▶ [What is needed]:
From the entries that follow, copy every line with the word "thatched".

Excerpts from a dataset
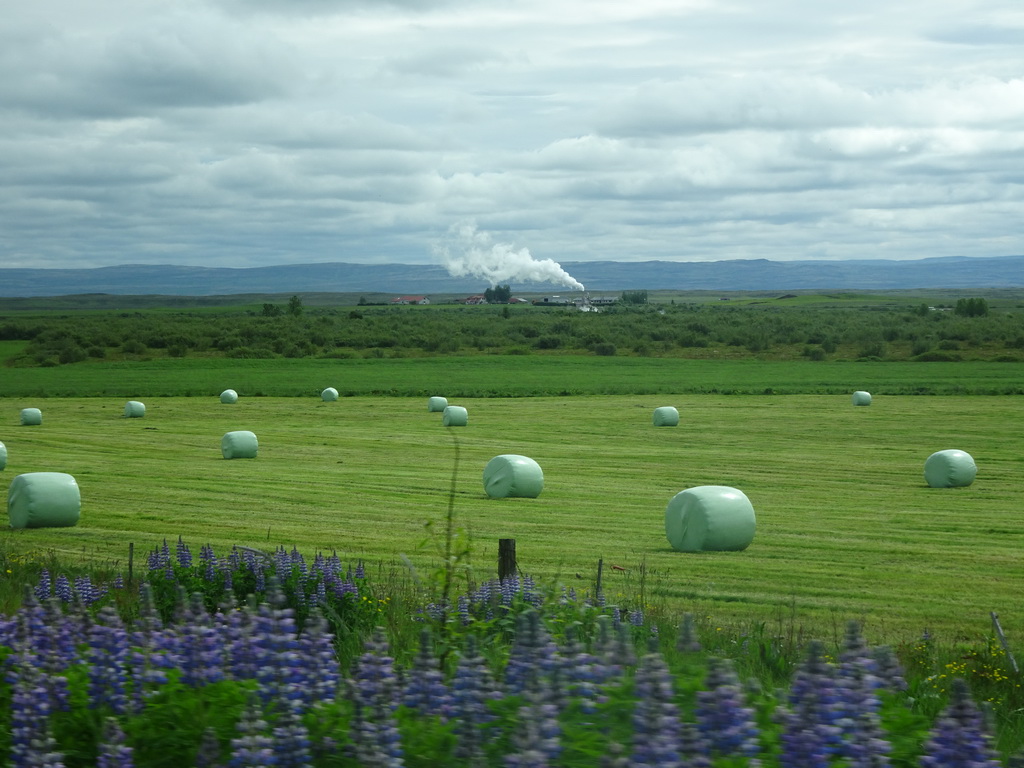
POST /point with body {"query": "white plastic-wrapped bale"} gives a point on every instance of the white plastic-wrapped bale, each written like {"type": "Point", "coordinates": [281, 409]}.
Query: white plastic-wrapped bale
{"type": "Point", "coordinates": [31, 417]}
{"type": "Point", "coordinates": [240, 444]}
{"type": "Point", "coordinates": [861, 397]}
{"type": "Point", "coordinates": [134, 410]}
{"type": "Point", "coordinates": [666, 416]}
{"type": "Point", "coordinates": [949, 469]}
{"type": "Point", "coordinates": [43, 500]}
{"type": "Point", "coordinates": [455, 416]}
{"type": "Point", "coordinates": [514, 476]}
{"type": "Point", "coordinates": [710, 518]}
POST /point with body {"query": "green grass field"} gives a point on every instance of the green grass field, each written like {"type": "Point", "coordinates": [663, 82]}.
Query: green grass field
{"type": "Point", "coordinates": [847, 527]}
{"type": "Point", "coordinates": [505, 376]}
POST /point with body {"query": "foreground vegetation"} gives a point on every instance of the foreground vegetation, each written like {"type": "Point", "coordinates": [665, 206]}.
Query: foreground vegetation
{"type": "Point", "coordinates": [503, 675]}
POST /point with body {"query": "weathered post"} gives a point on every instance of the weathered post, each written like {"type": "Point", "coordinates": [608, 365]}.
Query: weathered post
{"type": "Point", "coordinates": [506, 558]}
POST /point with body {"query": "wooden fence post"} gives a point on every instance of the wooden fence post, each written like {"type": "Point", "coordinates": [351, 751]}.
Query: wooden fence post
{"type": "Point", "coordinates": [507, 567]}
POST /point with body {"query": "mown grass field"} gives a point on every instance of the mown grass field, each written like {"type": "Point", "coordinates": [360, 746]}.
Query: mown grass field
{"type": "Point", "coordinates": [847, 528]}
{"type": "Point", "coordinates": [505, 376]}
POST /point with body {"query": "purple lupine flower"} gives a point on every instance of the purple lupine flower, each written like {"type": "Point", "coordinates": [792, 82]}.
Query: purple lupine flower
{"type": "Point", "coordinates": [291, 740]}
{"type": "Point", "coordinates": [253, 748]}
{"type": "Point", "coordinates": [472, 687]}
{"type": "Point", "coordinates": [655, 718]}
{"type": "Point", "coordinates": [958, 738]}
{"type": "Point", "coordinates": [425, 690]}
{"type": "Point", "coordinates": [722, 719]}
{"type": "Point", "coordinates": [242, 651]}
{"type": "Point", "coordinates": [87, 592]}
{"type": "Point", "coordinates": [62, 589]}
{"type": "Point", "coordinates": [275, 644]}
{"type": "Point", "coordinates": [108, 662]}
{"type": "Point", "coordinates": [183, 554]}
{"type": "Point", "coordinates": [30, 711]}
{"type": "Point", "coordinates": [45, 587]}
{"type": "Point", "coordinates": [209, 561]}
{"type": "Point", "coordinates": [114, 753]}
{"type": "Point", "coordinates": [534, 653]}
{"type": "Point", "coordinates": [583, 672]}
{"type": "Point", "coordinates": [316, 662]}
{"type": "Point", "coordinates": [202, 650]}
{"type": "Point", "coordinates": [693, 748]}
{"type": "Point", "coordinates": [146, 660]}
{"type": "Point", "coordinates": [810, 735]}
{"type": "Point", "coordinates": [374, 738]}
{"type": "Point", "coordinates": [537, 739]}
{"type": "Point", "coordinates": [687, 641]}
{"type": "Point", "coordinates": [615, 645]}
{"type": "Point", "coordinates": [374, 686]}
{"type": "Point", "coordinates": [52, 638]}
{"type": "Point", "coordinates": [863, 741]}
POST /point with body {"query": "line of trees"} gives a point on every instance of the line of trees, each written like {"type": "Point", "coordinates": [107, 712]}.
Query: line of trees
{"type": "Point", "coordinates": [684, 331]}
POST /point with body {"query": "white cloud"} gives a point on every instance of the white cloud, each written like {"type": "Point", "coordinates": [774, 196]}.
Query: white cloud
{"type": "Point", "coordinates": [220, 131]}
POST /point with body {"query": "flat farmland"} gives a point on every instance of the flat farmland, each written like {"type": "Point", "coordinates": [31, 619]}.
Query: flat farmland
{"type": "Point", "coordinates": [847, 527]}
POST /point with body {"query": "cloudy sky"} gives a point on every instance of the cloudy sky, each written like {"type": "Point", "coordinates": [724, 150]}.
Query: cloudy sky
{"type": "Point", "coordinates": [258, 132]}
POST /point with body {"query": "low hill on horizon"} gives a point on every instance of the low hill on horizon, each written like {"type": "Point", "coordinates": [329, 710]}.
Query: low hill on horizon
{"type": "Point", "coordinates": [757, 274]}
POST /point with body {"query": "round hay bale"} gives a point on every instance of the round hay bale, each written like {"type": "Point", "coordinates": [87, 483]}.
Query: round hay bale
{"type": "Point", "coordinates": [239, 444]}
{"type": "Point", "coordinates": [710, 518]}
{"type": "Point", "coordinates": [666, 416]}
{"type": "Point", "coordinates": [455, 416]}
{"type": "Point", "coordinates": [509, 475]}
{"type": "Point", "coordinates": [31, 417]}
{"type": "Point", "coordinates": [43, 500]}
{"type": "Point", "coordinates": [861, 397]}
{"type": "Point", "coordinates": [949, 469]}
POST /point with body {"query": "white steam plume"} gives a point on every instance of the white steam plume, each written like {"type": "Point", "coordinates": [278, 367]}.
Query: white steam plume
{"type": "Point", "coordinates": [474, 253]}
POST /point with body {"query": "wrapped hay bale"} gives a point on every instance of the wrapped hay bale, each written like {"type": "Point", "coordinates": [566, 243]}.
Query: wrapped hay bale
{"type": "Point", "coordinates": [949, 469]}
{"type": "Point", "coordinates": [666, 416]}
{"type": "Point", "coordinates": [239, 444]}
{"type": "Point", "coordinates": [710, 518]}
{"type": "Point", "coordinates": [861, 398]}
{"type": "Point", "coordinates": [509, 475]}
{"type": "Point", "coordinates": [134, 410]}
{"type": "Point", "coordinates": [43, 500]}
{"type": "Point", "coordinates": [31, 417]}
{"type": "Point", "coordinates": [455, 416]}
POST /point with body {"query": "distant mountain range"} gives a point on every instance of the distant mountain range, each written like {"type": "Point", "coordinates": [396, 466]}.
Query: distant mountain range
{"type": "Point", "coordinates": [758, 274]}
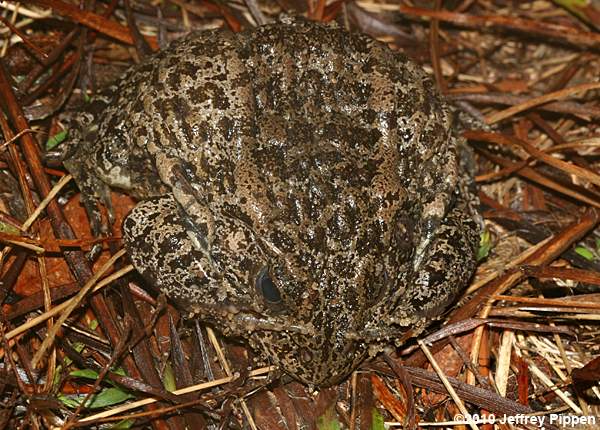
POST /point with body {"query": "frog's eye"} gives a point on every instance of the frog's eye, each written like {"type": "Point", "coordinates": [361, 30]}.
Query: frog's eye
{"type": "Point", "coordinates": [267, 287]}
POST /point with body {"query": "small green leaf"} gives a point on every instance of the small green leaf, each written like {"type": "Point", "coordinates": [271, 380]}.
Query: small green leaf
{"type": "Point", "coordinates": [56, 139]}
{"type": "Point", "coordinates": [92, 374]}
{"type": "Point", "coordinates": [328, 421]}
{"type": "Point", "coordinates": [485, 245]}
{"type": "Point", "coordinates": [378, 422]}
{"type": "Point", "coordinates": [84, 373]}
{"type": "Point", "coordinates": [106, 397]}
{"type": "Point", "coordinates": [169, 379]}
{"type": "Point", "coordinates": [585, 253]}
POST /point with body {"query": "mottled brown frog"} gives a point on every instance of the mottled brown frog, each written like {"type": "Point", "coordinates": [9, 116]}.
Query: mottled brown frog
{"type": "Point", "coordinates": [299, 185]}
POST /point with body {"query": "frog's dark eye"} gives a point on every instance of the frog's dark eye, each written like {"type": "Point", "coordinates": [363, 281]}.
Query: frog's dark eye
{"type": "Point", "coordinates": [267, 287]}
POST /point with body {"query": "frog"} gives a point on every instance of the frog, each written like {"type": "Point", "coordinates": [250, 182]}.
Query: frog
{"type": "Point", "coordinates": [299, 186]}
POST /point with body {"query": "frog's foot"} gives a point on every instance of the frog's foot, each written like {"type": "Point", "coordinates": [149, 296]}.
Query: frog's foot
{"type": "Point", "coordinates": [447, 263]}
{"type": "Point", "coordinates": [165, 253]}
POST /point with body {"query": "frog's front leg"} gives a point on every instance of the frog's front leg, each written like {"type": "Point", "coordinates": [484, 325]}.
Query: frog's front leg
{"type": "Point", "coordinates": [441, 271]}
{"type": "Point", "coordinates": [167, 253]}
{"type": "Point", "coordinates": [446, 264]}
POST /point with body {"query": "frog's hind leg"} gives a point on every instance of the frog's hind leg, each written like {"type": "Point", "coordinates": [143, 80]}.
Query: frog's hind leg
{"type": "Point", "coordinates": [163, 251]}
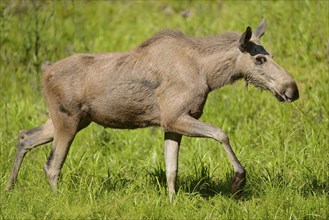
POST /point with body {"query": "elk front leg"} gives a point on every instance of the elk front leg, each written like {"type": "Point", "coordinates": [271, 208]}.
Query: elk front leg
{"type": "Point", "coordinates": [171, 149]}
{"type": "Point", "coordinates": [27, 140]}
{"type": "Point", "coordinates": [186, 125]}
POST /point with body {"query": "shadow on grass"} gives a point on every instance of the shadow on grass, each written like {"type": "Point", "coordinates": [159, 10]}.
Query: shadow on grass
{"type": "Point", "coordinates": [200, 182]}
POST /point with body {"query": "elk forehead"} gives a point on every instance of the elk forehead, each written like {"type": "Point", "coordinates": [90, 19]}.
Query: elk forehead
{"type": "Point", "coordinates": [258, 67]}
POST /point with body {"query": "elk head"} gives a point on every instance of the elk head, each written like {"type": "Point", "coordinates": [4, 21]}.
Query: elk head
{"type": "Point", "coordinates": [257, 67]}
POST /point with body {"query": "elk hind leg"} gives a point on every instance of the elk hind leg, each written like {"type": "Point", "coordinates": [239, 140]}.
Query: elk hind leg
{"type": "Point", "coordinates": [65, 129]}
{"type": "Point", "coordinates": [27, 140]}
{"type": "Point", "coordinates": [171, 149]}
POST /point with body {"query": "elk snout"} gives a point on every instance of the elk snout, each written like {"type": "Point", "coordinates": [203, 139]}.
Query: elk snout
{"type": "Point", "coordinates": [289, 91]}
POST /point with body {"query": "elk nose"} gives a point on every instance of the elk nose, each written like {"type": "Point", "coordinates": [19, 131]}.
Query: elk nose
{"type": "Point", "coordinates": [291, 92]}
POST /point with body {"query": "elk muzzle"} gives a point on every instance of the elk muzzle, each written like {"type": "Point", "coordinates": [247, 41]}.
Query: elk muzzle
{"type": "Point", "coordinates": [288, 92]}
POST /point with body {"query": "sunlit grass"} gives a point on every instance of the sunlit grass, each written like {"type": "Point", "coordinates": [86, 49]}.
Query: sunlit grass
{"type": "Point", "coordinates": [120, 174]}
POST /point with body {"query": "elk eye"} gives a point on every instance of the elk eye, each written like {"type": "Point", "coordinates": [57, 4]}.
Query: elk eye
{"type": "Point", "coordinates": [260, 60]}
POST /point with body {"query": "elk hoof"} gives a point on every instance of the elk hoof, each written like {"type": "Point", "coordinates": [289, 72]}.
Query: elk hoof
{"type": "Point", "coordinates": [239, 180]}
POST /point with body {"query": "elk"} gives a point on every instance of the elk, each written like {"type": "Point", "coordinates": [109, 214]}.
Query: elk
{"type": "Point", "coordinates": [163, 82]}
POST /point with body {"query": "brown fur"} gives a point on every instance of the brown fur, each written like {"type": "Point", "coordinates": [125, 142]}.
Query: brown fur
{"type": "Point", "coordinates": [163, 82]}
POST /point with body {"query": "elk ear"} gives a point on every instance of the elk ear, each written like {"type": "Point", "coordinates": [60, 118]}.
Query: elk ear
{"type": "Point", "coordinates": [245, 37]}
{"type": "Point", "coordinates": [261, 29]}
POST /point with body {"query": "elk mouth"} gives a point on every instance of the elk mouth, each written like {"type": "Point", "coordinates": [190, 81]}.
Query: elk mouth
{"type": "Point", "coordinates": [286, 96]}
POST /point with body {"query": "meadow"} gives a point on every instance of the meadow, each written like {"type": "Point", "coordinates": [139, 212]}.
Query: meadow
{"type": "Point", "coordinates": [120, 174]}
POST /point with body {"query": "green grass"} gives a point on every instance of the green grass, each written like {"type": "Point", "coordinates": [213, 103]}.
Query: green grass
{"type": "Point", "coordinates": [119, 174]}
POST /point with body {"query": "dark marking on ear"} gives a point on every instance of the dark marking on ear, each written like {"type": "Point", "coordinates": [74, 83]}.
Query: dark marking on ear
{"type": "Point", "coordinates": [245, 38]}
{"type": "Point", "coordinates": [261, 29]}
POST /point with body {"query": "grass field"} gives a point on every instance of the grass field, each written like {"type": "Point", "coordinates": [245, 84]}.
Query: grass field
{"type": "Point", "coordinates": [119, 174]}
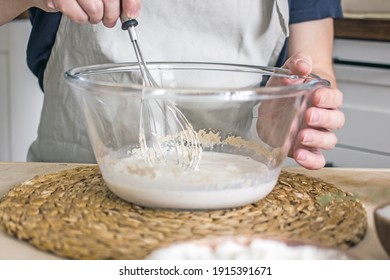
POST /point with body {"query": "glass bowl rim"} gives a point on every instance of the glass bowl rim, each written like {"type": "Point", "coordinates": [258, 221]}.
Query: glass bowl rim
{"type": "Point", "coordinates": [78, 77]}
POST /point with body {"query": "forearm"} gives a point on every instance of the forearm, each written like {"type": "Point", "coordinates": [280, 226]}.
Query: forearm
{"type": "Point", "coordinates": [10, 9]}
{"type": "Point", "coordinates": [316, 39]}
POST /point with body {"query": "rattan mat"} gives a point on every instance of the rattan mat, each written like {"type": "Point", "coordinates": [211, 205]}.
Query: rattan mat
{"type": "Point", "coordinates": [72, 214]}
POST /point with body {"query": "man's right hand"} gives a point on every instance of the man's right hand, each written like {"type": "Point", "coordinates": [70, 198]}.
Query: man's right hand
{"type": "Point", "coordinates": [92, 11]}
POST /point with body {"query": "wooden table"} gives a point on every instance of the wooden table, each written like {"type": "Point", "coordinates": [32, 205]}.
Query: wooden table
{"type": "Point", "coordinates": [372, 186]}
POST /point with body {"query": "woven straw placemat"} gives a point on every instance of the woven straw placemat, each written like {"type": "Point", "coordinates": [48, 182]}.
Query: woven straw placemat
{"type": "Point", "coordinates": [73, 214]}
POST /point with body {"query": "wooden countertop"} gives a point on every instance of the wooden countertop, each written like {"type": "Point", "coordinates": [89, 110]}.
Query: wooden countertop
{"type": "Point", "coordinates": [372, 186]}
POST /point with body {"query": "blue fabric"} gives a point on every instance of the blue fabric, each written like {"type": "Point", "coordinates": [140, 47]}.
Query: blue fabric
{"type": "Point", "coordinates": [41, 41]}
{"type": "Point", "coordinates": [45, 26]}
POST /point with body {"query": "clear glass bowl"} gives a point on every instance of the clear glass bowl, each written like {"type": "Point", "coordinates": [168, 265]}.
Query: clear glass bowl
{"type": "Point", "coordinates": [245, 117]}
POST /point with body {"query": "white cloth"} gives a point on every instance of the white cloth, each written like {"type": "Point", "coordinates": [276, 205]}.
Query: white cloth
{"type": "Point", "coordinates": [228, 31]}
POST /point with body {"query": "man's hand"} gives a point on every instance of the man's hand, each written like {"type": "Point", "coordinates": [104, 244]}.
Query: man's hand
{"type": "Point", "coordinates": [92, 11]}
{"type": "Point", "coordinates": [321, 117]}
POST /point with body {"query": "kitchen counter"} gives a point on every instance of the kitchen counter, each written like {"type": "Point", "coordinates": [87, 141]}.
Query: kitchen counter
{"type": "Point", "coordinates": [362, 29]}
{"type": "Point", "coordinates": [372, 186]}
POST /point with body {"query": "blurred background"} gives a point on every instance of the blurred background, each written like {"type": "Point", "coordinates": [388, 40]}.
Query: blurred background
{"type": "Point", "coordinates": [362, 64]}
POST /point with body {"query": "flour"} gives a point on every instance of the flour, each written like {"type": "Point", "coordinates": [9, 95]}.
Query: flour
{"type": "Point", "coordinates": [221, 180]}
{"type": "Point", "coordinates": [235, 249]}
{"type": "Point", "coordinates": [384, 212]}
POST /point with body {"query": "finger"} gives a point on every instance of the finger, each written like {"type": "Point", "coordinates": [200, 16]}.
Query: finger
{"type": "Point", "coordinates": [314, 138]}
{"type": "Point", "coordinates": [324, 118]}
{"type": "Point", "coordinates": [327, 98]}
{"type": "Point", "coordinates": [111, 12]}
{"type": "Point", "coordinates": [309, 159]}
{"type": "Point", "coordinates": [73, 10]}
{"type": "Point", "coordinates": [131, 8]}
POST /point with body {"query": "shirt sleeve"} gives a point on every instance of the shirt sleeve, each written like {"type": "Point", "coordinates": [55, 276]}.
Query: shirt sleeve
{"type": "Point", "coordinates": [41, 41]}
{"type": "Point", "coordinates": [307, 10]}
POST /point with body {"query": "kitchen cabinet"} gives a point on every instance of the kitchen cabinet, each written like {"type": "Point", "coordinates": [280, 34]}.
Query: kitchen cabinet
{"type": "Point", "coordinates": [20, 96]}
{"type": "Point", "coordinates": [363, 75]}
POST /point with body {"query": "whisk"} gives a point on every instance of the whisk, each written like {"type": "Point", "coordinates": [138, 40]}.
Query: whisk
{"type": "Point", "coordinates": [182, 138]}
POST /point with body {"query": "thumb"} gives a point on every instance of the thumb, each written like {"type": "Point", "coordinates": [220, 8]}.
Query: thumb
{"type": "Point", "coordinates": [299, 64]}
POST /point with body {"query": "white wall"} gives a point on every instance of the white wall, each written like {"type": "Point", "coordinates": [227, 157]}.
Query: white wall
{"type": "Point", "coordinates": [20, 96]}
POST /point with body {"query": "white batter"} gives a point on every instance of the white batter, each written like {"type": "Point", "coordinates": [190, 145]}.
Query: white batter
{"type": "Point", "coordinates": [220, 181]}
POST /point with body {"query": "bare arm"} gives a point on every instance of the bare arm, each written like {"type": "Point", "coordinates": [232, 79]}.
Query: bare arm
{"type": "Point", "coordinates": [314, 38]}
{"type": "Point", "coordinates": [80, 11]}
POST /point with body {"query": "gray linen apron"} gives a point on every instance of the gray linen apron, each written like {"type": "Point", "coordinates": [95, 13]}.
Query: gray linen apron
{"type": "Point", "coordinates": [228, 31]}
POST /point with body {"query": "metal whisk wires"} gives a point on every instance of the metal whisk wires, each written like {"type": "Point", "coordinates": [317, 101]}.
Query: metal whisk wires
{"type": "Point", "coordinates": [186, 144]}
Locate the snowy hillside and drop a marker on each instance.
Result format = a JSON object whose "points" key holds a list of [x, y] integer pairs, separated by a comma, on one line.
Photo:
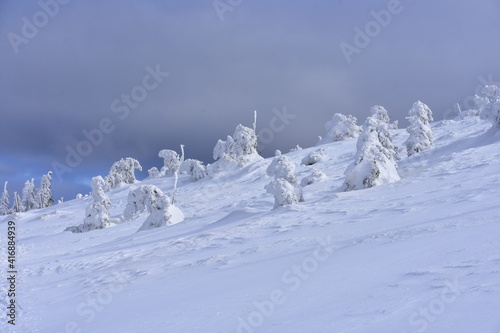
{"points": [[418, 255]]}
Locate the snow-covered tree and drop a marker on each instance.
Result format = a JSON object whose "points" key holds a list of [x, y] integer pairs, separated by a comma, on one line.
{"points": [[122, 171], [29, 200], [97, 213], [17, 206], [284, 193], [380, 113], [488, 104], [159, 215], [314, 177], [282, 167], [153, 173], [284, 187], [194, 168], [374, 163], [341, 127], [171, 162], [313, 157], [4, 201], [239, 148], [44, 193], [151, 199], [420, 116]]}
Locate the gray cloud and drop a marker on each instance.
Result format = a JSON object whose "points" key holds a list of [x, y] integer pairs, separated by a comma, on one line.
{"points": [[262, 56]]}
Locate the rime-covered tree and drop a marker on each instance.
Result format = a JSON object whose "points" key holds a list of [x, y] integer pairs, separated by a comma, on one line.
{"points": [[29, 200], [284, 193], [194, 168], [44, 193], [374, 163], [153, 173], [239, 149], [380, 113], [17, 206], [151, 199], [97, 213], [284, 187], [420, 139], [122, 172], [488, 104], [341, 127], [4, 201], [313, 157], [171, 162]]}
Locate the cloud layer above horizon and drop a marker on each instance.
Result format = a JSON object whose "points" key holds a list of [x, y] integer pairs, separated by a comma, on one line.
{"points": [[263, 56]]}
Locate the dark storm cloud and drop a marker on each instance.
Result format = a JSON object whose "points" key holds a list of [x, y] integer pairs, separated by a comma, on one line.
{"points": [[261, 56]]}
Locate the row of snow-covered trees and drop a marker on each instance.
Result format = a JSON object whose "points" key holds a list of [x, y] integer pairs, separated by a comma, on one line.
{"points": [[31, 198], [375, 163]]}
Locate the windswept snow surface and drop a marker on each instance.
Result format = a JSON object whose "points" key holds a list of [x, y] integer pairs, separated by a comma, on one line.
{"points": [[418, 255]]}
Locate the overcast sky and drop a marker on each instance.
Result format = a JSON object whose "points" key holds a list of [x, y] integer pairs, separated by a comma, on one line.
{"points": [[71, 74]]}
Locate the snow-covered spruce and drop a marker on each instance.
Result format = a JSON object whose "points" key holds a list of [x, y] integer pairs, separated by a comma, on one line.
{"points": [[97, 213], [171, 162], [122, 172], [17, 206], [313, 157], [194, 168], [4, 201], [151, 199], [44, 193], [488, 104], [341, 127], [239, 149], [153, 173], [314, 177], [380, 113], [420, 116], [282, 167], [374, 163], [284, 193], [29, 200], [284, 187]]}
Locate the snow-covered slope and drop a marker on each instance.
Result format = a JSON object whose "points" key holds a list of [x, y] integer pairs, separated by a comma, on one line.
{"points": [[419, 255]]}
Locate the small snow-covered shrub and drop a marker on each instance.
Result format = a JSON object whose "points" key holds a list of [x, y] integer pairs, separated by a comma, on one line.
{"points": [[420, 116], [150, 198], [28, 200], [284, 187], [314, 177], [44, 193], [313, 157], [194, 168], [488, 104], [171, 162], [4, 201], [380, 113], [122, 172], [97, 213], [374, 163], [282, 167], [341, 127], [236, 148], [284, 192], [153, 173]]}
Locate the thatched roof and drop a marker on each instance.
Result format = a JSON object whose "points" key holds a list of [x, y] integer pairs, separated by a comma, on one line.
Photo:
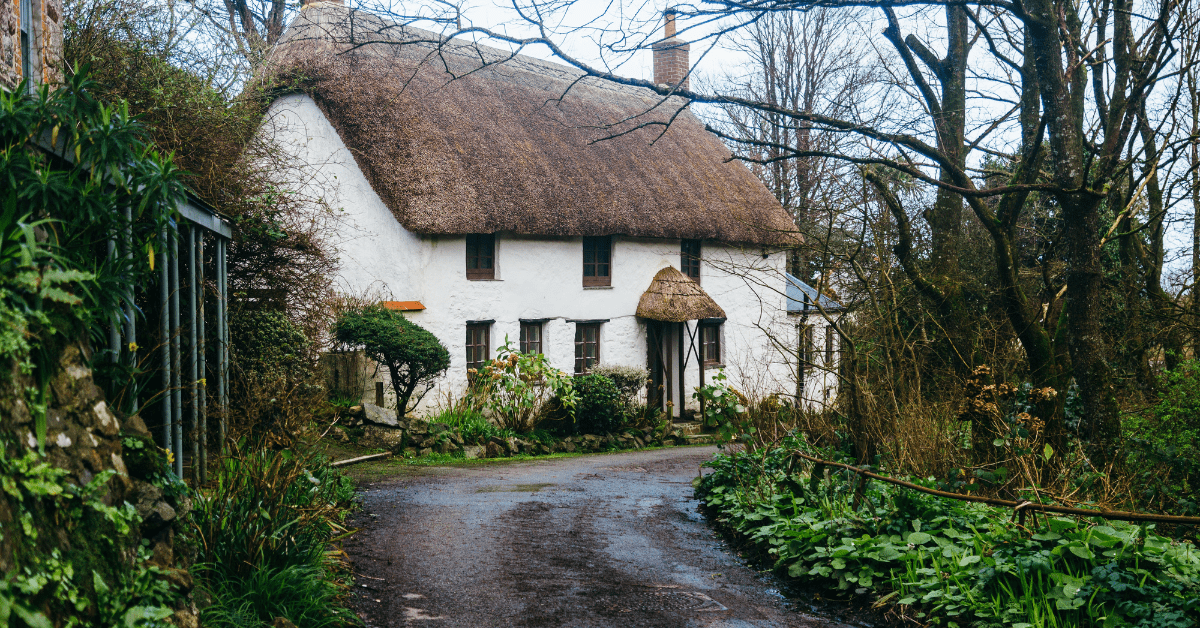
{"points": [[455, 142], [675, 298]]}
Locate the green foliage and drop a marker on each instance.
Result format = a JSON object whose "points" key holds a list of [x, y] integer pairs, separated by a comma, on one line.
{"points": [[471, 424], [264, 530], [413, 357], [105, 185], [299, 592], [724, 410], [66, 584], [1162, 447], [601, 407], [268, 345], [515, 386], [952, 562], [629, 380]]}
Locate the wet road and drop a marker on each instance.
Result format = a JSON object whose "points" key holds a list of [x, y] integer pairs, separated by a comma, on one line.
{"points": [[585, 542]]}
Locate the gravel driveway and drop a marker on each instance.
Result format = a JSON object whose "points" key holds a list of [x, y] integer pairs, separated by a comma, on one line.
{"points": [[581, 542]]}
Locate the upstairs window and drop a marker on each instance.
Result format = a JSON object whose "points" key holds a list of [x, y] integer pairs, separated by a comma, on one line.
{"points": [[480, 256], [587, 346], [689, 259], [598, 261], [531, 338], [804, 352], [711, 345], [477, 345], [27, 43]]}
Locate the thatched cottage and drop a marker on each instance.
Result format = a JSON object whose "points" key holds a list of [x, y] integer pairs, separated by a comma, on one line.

▶ [Result for this task]:
Locate the thatched roof and drop a marker on each instance.
Locate the thatched cottage and drop a marker on each instance.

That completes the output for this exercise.